-- WHAT NEEDS TO BE DONE --
Give all the rows below as a numbered list with one line per item, skipping any blank lines and leaving out the pictures.
== DATA SHOWN ==
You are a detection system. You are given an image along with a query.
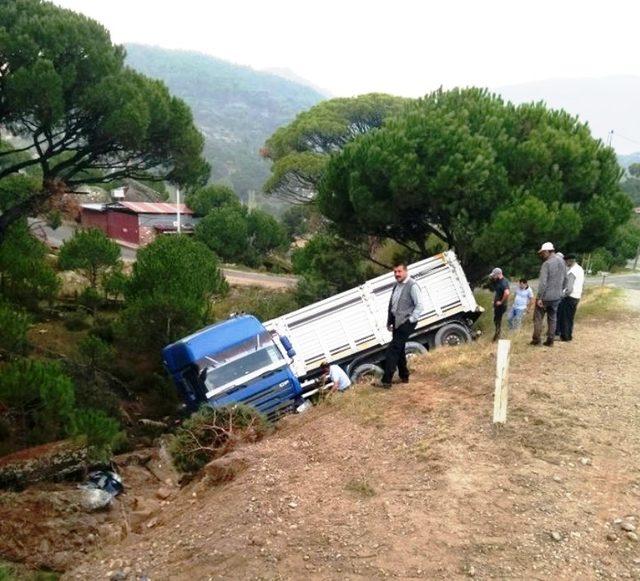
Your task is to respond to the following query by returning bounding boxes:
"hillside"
[495,76,640,154]
[126,44,324,197]
[53,289,640,580]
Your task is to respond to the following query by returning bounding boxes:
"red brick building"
[80,202,197,246]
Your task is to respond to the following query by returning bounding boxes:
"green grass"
[576,287,625,319]
[0,561,60,581]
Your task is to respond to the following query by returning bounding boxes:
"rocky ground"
[0,288,640,580]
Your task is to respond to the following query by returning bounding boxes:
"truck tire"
[434,323,471,347]
[351,363,384,383]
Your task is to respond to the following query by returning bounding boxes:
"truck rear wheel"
[434,323,471,347]
[351,363,384,383]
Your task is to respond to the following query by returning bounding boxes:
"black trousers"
[493,304,507,341]
[558,297,580,341]
[382,321,417,383]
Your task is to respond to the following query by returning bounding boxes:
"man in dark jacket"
[380,262,424,388]
[531,242,567,347]
[489,268,510,342]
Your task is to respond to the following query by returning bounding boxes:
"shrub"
[119,236,228,362]
[102,262,129,300]
[73,409,125,461]
[0,221,60,309]
[0,359,75,444]
[89,316,116,344]
[59,228,120,289]
[78,335,115,370]
[0,302,31,355]
[169,405,269,473]
[78,286,102,313]
[64,311,89,331]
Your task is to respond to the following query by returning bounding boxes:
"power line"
[608,129,640,145]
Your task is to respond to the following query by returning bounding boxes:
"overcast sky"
[57,0,640,96]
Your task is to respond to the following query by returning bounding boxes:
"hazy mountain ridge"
[126,44,325,197]
[494,76,640,156]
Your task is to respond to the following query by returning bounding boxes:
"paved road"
[29,219,298,289]
[585,272,640,290]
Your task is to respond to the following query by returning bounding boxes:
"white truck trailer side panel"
[264,251,477,377]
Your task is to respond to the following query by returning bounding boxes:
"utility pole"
[607,129,613,147]
[176,188,182,234]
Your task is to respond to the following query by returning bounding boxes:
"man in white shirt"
[377,262,424,389]
[320,361,351,393]
[558,254,584,341]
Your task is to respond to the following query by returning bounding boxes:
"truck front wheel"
[434,323,471,347]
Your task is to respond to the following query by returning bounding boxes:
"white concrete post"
[493,339,511,424]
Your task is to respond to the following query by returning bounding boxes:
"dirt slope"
[66,290,640,580]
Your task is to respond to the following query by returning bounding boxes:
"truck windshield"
[201,333,284,390]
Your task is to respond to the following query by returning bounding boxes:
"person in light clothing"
[507,278,535,330]
[531,242,567,347]
[320,361,351,393]
[377,262,424,389]
[558,254,584,341]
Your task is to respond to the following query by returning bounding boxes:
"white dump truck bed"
[264,251,477,378]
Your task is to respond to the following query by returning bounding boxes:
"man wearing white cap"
[489,268,509,341]
[531,242,567,347]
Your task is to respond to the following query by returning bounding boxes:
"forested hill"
[126,44,324,197]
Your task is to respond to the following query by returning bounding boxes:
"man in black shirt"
[489,268,509,341]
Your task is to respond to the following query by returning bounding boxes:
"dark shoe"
[373,381,391,389]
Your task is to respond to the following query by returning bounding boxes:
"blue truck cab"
[162,315,302,419]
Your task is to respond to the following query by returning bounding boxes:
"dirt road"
[66,290,640,580]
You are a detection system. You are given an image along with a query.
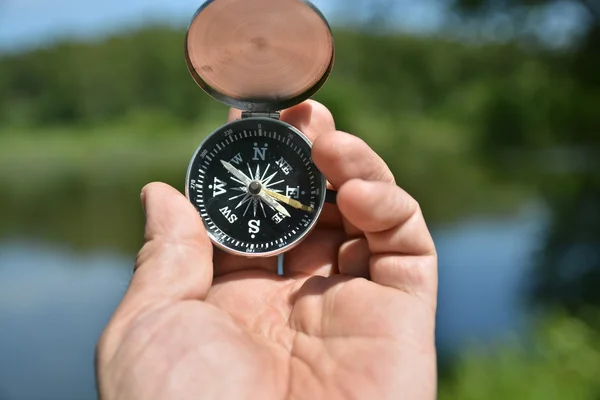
===
-- FINISHED ANSWER --
1. You are a detection system. You are given an image along with a query.
2. Your task is to respond to the following query by returning bounding boxes:
3. "hillside"
4. [495,76,640,154]
5. [126,44,324,197]
6. [53,289,640,580]
7. Your task is to respond to the following query by returning bounding boxes:
8. "red brick building"
9. [80,202,197,246]
10. Your task is to respond to the following query by returning bounding boxes:
11. "green grass"
12. [576,287,625,319]
13. [0,561,60,581]
14. Your task is to respond to the following query by returning bounding boxes:
15. "rocky ground"
16. [0,288,640,580]
17. Your task is to respond to the following query by returning bounding boxes:
18. "truck tire"
19. [434,323,471,347]
20. [351,363,384,383]
21. Your task is to respond to the following query by returning bounding boxes:
22. "truck rear wheel"
23. [434,323,471,347]
24. [351,363,384,383]
25. Your task is to respond to the following query by returning bounding boxes:
26. "black trousers"
27. [493,304,507,341]
28. [558,297,580,341]
29. [382,321,417,383]
30. Your task is to respond to the following query by returning bounding boxes:
31. "man in dark jacket"
32. [380,262,424,388]
33. [531,242,567,347]
34. [489,268,510,342]
35. Your task is to respond to the following query by returning bounding boxes:
36. "shrub"
37. [119,236,228,362]
38. [102,262,129,300]
39. [73,409,125,461]
40. [0,221,60,309]
41. [0,359,75,444]
42. [89,316,116,344]
43. [59,228,120,289]
44. [78,335,115,370]
45. [0,302,31,355]
46. [169,405,269,473]
47. [78,286,102,313]
48. [64,311,89,331]
49. Your task is to respond to the following query by returning bounding boxes:
50. "power line"
51. [608,129,640,145]
52. Your task is to respond to the following query by returning bounding boxes:
53. "overcast sky"
54. [57,0,640,96]
55. Your task is to respond to the following query by returning bounding boxes:
56. "hazy mountain ridge"
57. [126,44,325,197]
58. [494,76,640,156]
59. Your task is to respond to the following query by returning bounding boxes:
60. "paved road"
61. [29,219,298,289]
62. [585,272,640,290]
63. Your task is to respond to the following query by returning bounding boxes:
64. "white truck trailer side panel"
65. [264,251,477,377]
66. Your task is to respond to the following query by returning bounding boxes:
67. "utility pole"
68. [607,129,613,147]
69. [176,188,182,234]
70. Your task is to respond to the following query by returning bounding boxes:
71. "man in white shirt"
72. [377,262,424,389]
73. [320,361,351,393]
74. [558,254,584,341]
75. Your task is to respond to the following query by returning bounding boxes:
76. "truck front wheel"
77. [434,323,471,347]
78. Your task is to respond to the following query by returning bounding boxes:
79. "white concrete post"
80. [493,339,511,424]
81. Your task is to respond to the following query by returning bounding boxes:
82. "dirt slope"
83. [66,290,640,580]
84. Your task is to respond to the following query by returning bounding boxes:
85. "truck windshield"
86. [201,333,284,390]
87. Your task is to respond to the following query by returning bounding boxes:
88. "person in light clothing"
89. [507,278,535,330]
90. [531,242,567,347]
91. [320,361,351,393]
92. [377,262,424,389]
93. [558,254,584,341]
94. Your task is to respond to the following query by returning bounding boxes:
95. "white dump truck bed"
96. [264,251,477,378]
97. Your task is to respond to the following query by returning bounding boxes:
98. "man wearing white cap"
99. [489,268,509,341]
100. [531,242,567,347]
101. Your task is to respond to the following query by returning bounding boxes:
102. "forested hill"
103. [126,44,324,197]
104. Your task is to respond to the following query by returning bounding boxes:
105. "man in black shirt"
106. [489,268,509,341]
107. Your task is to respond to the following query by returning bounding boxes:
108. "dark shoe"
109. [373,381,391,389]
110. Your task is to respond to the following query by returning bounding boxes:
111. "blue truck cab"
112. [162,315,302,419]
113. Your task is to respond to the following query by returning bounding boxes:
114. "dirt road"
115. [66,290,640,580]
116. You are a detection system. You are given an image along with a query.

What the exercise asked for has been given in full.